Data listing
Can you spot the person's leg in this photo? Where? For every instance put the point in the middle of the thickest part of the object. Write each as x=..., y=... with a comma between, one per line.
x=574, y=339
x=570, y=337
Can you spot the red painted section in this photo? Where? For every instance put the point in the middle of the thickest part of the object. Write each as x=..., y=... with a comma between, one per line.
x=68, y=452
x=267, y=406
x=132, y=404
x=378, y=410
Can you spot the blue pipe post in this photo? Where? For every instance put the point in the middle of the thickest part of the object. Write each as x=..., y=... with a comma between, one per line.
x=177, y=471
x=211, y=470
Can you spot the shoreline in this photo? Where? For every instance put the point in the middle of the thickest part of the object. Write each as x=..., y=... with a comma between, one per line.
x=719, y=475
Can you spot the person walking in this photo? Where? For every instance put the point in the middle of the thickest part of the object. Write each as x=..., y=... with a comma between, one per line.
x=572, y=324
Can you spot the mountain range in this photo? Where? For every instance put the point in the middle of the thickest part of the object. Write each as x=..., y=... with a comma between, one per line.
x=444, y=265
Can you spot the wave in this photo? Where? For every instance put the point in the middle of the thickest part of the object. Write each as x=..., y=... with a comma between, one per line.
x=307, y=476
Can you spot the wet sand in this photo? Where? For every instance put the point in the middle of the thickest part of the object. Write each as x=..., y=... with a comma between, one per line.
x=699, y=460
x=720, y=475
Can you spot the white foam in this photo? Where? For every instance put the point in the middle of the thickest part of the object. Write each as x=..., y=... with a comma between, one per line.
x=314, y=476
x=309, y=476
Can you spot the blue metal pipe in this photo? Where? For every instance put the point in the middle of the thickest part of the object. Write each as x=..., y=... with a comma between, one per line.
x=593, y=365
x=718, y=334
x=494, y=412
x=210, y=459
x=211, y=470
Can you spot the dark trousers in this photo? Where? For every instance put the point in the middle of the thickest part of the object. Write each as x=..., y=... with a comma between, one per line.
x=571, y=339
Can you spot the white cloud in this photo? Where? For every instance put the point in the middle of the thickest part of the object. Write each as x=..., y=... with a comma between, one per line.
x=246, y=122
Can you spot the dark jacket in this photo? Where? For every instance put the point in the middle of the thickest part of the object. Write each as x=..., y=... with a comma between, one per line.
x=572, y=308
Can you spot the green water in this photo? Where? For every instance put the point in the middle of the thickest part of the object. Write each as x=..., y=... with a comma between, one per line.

#### [EXERCISE REQUIREMENTS]
Write out every line of the entries above without changing anything.

#### [PROBLEM SOLUTION]
Can you spot the person's leg in this photo? Where? For every instance put the point in the middle of the thickest part of the object. Write each as x=..., y=... with a comma between, one per line.
x=574, y=339
x=570, y=337
Can you spot the red painted section in this photo? Where? For every instance put the point in the middle of the thickest part of the object. Write each as x=..., y=... with a comma between, one per line.
x=68, y=452
x=267, y=406
x=132, y=404
x=378, y=410
Can you spot the blue pipe post in this photo? Where? For every instance put the point in the middle of the thickest part of the object. Write each as x=..., y=... with a comma between, one per line.
x=177, y=471
x=211, y=470
Can you spot the shoreline in this photo? Where? For every instance put the point in the middle of the thickest part of the object. Write each as x=..., y=... with a comma between, one per line.
x=719, y=475
Can you spot the person walking in this photo? Where? For every instance put the point in the middle of the thickest part of the object. Write each as x=..., y=... with a comma between, one per line.
x=572, y=324
Can you spot the mountain range in this photo? Where? For every instance put the point in the middle of the thickest part of the object. Write each as x=..., y=... with a comma between, one per line.
x=444, y=265
Can you spot the wave in this photo? Where? For every instance put the point in the middle of the thickest part of the object. Write each as x=..., y=... with a comma between, one per line.
x=307, y=476
Can you spot the wet sand in this photo? Where? For every instance put the point in the middle of the thickest part of the object. Write each as x=..., y=... with a comma between, one per line.
x=699, y=460
x=720, y=475
Can you spot the white foam in this photo? Where? For every instance put the point in the middle of the thickest part of the object. Write each as x=..., y=... with a comma between, one per line.
x=314, y=476
x=309, y=476
Can you spot the blue metal pipe in this photo? Where? For every instance put the point in the middle of the thickest part of the object. Write each as x=..., y=... with a comma between, one per line.
x=593, y=365
x=718, y=334
x=494, y=412
x=210, y=459
x=211, y=470
Can you spot the dark trousers in this photo? Where? For every instance put the point in the middle of the thickest part of the object. Write each as x=..., y=... with a comma between, one per line.
x=571, y=339
Can you spot the white cloud in this photo? Where? For every instance put the point in the middle of the thickest part of the object. Write each as x=..., y=... with a comma between, one per line.
x=246, y=122
Can you spot the dark jacket in this photo? Where? For every instance put the point in the middle of the thickest part of the object. Write each as x=..., y=... with a comma between, one per line.
x=572, y=308
Can you spot the green water in this photo? Where? For every instance put the point in the middle of the thickest part of the object. Write each as x=..., y=... with a comma between, one per line.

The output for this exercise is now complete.